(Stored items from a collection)
---
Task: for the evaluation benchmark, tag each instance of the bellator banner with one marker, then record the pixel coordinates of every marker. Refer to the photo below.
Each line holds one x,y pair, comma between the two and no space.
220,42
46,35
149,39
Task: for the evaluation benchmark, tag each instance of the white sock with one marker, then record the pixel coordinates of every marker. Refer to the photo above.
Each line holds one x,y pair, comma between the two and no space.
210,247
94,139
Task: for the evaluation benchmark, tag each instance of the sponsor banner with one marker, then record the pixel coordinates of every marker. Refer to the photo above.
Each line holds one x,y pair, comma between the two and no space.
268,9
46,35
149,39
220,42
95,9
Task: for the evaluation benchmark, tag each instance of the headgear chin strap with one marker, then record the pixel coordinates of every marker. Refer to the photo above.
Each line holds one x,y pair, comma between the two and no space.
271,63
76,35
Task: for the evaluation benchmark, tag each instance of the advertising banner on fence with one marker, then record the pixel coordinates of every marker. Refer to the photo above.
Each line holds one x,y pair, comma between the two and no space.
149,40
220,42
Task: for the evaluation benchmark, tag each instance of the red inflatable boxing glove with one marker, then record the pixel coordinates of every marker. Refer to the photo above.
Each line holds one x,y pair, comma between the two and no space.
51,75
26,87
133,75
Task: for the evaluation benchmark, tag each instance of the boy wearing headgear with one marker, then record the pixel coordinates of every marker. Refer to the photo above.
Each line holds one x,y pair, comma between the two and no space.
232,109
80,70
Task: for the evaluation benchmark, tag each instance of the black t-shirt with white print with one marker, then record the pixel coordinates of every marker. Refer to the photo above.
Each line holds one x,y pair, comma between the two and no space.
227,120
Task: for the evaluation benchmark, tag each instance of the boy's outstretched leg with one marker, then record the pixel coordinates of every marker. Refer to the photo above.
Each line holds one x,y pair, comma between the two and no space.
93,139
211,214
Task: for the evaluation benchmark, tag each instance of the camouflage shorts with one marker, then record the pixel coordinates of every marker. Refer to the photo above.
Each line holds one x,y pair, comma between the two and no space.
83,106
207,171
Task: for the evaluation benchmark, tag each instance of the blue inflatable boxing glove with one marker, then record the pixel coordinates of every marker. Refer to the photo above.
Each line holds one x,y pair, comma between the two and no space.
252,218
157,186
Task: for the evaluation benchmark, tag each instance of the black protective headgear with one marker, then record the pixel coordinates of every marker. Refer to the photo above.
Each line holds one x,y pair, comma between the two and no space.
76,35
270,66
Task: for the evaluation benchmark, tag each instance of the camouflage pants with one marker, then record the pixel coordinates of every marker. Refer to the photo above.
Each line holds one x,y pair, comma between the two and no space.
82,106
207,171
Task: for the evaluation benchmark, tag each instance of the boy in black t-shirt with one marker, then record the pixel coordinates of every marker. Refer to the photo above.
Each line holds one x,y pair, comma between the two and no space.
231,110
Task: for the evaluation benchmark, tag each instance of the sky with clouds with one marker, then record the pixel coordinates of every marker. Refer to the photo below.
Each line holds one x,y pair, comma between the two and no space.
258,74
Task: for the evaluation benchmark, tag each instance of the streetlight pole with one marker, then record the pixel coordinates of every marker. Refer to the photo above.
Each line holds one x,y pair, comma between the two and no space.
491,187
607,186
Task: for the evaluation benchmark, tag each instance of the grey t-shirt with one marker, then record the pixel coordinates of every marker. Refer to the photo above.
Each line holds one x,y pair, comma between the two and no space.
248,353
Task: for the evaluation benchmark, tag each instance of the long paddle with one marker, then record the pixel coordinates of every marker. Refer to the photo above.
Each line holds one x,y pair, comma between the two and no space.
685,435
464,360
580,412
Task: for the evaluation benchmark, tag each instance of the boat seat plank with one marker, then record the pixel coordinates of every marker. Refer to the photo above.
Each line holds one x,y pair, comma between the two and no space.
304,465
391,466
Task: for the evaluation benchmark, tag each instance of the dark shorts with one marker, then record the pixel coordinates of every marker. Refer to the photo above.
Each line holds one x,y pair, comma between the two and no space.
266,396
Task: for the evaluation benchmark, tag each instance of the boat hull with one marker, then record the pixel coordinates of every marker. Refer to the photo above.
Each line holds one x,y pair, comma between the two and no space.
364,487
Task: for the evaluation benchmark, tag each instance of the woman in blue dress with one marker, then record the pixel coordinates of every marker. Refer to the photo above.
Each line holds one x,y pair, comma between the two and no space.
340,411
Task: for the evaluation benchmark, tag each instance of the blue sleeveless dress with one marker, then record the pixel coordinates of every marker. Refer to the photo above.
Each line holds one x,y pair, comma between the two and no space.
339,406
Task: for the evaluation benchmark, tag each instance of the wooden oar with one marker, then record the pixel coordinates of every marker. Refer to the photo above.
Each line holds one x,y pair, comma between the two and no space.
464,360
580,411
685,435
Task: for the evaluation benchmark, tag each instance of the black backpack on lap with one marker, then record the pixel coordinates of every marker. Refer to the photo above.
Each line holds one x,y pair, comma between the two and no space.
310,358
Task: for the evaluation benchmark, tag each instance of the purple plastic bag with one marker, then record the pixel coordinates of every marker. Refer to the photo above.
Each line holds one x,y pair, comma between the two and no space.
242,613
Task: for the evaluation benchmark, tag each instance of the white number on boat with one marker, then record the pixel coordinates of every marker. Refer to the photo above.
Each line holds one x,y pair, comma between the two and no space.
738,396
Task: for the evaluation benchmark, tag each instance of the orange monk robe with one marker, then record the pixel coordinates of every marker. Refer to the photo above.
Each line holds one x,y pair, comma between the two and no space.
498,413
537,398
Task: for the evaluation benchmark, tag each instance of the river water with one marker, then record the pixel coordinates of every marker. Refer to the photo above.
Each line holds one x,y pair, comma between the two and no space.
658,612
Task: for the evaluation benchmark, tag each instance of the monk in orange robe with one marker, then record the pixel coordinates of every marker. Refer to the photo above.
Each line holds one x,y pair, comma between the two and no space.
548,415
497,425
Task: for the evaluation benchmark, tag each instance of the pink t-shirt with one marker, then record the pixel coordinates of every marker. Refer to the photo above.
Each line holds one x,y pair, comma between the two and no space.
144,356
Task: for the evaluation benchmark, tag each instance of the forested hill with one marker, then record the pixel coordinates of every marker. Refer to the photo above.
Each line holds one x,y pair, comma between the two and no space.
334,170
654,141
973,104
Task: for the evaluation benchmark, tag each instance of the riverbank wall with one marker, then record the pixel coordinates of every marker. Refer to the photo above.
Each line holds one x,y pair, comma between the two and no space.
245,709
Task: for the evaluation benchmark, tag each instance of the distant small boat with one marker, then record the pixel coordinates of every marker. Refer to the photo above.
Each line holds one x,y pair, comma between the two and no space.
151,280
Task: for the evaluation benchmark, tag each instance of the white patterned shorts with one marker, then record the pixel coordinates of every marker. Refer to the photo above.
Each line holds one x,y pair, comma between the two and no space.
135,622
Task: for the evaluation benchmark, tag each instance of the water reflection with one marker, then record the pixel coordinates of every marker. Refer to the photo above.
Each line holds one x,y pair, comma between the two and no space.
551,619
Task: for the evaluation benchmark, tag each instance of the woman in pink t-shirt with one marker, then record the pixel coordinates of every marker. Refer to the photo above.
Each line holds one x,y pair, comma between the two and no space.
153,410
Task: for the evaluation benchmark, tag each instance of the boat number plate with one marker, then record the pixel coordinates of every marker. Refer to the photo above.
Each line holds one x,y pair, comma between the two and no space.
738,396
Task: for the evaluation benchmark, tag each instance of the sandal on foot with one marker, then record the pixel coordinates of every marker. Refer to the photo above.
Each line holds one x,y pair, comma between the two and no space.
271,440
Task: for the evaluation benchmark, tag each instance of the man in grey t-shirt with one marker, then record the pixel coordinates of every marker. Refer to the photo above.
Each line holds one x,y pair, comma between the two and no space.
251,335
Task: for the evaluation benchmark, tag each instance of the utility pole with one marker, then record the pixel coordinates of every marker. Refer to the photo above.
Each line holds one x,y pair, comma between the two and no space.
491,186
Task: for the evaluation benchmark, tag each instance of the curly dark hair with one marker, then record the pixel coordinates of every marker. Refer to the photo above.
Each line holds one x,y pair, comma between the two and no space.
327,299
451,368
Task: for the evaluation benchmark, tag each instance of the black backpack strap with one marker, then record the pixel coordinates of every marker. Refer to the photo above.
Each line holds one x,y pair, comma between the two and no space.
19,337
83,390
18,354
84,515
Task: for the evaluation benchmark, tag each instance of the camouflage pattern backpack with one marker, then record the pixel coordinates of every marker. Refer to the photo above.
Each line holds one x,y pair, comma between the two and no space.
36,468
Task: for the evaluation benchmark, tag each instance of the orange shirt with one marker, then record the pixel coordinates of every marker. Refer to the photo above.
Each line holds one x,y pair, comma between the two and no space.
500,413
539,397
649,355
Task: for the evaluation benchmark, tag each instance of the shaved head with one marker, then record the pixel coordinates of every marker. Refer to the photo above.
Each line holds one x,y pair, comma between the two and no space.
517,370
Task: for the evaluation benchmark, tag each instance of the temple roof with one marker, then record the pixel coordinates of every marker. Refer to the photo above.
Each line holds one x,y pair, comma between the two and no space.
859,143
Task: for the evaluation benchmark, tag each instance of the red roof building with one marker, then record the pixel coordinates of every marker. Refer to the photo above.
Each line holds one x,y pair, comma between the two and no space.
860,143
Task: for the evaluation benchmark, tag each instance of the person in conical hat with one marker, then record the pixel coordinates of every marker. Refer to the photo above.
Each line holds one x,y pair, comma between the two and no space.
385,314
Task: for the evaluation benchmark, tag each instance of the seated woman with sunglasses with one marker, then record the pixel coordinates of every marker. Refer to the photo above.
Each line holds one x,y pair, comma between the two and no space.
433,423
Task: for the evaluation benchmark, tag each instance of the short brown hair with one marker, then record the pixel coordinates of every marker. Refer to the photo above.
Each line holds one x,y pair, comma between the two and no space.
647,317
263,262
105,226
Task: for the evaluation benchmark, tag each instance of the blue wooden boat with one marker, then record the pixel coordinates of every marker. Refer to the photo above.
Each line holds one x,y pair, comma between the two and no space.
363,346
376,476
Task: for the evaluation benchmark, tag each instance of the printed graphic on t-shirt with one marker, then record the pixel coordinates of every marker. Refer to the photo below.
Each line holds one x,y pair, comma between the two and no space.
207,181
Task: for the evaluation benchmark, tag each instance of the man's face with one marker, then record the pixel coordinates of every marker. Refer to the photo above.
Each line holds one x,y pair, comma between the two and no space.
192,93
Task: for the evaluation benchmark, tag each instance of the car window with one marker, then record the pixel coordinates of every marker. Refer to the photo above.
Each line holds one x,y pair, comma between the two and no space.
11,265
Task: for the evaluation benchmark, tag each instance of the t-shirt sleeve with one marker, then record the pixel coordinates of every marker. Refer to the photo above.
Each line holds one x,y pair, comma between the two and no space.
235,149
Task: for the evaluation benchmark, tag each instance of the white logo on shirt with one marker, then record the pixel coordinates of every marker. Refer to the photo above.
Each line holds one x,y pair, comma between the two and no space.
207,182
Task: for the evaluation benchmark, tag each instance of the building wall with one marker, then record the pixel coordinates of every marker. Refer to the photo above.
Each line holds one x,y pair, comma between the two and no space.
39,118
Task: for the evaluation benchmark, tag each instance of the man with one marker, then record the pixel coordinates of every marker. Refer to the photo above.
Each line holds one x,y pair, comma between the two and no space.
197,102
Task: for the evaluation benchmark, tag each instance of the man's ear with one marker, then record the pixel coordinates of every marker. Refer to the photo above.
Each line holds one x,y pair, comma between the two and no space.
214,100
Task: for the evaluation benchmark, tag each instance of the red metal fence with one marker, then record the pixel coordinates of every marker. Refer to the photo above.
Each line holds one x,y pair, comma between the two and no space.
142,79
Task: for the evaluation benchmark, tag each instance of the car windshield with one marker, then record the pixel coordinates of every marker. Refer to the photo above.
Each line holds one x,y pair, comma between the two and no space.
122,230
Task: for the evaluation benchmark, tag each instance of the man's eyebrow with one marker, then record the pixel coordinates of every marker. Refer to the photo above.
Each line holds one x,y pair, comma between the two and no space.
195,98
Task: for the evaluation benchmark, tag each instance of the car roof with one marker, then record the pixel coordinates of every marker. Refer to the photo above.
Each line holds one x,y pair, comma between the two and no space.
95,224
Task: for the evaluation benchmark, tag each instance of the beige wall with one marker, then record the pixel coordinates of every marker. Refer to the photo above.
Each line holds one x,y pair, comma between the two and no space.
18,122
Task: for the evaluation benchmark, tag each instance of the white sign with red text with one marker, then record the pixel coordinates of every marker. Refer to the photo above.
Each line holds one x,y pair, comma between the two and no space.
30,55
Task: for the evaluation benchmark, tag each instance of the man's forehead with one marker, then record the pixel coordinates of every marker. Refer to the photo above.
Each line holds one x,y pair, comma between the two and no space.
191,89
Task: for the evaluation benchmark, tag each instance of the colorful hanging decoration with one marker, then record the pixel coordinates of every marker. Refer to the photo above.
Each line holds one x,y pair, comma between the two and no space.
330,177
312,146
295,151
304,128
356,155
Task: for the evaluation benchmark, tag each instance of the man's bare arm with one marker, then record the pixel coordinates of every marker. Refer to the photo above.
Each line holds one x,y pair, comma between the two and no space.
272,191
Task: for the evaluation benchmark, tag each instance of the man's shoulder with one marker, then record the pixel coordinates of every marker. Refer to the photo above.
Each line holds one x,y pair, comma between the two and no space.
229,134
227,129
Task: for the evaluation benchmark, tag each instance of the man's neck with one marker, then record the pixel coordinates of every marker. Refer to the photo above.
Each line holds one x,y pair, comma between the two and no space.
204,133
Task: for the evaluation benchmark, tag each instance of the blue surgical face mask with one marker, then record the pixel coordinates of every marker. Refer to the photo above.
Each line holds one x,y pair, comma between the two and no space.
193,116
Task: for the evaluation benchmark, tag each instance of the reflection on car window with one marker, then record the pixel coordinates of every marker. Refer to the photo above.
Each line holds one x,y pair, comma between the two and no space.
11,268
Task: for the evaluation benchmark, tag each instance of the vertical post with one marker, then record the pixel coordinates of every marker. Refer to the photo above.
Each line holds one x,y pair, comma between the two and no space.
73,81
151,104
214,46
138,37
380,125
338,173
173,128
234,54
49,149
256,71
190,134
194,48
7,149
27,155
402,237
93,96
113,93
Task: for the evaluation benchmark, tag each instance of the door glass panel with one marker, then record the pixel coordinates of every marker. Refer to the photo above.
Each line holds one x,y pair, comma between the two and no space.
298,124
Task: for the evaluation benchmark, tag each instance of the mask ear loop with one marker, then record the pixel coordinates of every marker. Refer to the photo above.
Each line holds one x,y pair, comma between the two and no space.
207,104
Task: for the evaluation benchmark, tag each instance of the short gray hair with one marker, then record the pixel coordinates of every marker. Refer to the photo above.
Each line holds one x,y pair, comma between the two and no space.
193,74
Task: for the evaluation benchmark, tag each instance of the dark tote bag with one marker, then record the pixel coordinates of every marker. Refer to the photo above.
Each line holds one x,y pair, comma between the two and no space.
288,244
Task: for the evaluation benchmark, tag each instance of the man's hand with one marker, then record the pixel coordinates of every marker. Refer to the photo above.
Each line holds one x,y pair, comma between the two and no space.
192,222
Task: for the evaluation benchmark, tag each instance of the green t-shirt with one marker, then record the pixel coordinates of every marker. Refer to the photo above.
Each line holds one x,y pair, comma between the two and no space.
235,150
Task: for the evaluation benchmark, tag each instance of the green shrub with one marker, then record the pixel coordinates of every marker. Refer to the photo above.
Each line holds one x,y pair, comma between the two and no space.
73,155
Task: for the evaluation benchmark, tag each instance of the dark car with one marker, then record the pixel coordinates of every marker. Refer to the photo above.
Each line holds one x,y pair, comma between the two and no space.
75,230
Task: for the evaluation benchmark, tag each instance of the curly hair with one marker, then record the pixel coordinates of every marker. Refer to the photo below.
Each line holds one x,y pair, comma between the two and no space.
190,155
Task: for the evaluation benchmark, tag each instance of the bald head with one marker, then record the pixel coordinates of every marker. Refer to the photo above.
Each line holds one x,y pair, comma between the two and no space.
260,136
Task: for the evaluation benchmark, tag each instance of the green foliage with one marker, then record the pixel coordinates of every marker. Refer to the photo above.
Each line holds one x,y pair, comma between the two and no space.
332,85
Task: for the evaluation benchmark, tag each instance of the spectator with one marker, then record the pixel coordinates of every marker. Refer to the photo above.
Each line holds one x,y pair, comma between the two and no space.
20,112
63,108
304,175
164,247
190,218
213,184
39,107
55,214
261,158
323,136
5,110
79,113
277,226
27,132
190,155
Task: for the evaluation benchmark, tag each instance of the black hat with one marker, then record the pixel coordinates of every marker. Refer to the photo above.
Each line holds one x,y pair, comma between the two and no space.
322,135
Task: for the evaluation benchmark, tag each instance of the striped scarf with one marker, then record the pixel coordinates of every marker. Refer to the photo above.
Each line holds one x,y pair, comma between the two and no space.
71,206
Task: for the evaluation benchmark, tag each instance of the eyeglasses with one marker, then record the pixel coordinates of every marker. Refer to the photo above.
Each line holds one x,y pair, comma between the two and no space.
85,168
---
> Instructions for the task
Rescale the lines from the one containing "of the striped" up to and including the end of the items, repeating every line, requests included. Multiply each answer coordinate by 2.6 and round to whole numbers, with halves rounding up.

> Task result
Task: for the evaluation benchmark, tag each instance of the striped scarf with one marker, then record the pixel coordinates of every marker. Refer to the photo above.
Each line holds one x,y pair, comma between the two and no space.
185,536
Task: for the evaluation benchmark, tag each instance of the eyeglasses with one marker, then record the pixel coordinates of every marker. Refer to the photo above.
Each line holds one x,y pair, comma between the two and no space.
221,437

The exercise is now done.